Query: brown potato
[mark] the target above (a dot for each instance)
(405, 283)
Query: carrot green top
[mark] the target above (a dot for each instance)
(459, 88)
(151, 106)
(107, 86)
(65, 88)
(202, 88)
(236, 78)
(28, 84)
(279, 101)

□ □ □ □ □

| AIM OF THE TASK |
Please repeat the complete material exactly, with nothing omitted.

| REPLY |
Query: brown potato
[mark] the target above (a dot for each instance)
(405, 283)
Query: carrot green top
[mark] the target above (a dot for each instance)
(459, 88)
(151, 106)
(107, 86)
(65, 88)
(202, 88)
(236, 78)
(28, 84)
(279, 101)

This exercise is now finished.